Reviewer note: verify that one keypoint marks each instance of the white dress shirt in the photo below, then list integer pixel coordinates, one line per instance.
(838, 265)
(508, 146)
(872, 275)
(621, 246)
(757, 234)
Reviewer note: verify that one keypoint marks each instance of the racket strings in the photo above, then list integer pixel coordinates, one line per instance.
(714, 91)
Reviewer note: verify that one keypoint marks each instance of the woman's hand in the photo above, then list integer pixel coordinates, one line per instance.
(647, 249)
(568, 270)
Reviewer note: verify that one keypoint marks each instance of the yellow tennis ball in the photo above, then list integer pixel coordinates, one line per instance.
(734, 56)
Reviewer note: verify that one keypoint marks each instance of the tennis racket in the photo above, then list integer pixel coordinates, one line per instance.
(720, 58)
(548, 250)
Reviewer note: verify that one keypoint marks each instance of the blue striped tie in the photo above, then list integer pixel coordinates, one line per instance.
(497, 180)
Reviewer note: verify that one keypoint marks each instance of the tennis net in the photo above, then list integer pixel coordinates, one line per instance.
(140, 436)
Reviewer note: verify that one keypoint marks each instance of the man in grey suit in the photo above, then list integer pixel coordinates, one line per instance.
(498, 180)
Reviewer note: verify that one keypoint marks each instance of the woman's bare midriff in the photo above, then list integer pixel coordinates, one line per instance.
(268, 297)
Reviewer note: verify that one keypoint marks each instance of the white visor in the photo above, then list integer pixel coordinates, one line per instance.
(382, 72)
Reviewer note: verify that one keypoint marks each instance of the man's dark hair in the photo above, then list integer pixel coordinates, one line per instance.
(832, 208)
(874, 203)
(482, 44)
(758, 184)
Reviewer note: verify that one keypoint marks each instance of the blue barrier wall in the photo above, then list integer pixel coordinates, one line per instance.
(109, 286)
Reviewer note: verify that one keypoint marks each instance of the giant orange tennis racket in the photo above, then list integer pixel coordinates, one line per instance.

WHAT THE EXERCISE ASKS - Return the data from the top line through the bottom line exactly.

RESPONSE TO THE TASK -
Reviewer note: verify that one keypoint marks each instance of the white dress shirt in the photo below, then list integer pixel coordinates, one line per instance.
(838, 265)
(508, 146)
(872, 275)
(621, 246)
(757, 234)
Reviewer note: verify that one keypoint marks each instance of the racket strings in the photo above, then list integer pixel coordinates, one line per instance.
(714, 91)
Reviewer note: verify that one keypoint marks each instance of the woman's hand in the photo above, then list integer pixel coordinates, one line per instance.
(647, 249)
(568, 270)
Reviewer note: verify that one keypoint marks each instance of the yellow tennis ball in the photo above, then list integer pixel coordinates, one line per instance.
(734, 56)
Reviewer note: verify that one keypoint marks each instance of the tennis racket in the photo above, then list integer pixel coordinates, one line per instance.
(720, 58)
(548, 250)
Reviewer note: verify that one keypoint marks each instance of the blue striped tie in the photo above, then list integer pixel coordinates, one line per instance.
(497, 180)
Reviewer note: verify that one keypoint marks each instance of the tennis net in the photo above, then list integer pixel coordinates, one line per instance.
(140, 436)
Reviewer note: verify that one keypoint marks each instance of the man in grey suit in the photo above, then list integer pixel coordinates, one line per instance.
(498, 180)
Reviewer note: verify that one keypoint marks each instance of the woman's bare midriff in the photo above, then list integer pixel coordinates, one line per instance.
(268, 297)
Reviewer note: verify that one keypoint marks each instance of the white visor in the photo above, then list integer pixel coordinates, one line per instance.
(382, 72)
Reviewer note: verify that one keypoint marks each instance of the man's dark hair in the photo above, then list integer pixel coordinates, one line per instance.
(832, 208)
(874, 203)
(482, 44)
(758, 184)
Reviewer note: verify that one keypoint marks each instance of the blue barrier wall in the photo above, then list integer pixel coordinates, one line per instance.
(109, 286)
Reviewer note: verify that one keypoint marks each instance of the giant orange tennis racket in the photo above, then list integer pixel coordinates, one line per instance.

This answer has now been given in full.